*PROMPT*: Turn the lines of all the records below into a Markdown table with two columns, Row and Line. Number each row and leave out any blank lines.

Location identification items
=======

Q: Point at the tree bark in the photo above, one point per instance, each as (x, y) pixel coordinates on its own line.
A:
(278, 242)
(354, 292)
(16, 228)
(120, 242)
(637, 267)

=======

*ANSWER FOR THIS EXERCISE*:
| Row | Line |
|---|---|
| 1 | Q: Point at the tree bark in the photo above, one point per instance, each as (x, y) pixel coordinates on its own line. |
| 2 | A: |
| 3 | (278, 242) |
| 4 | (354, 292) |
| 5 | (16, 228) |
| 6 | (120, 242) |
| 7 | (637, 267) |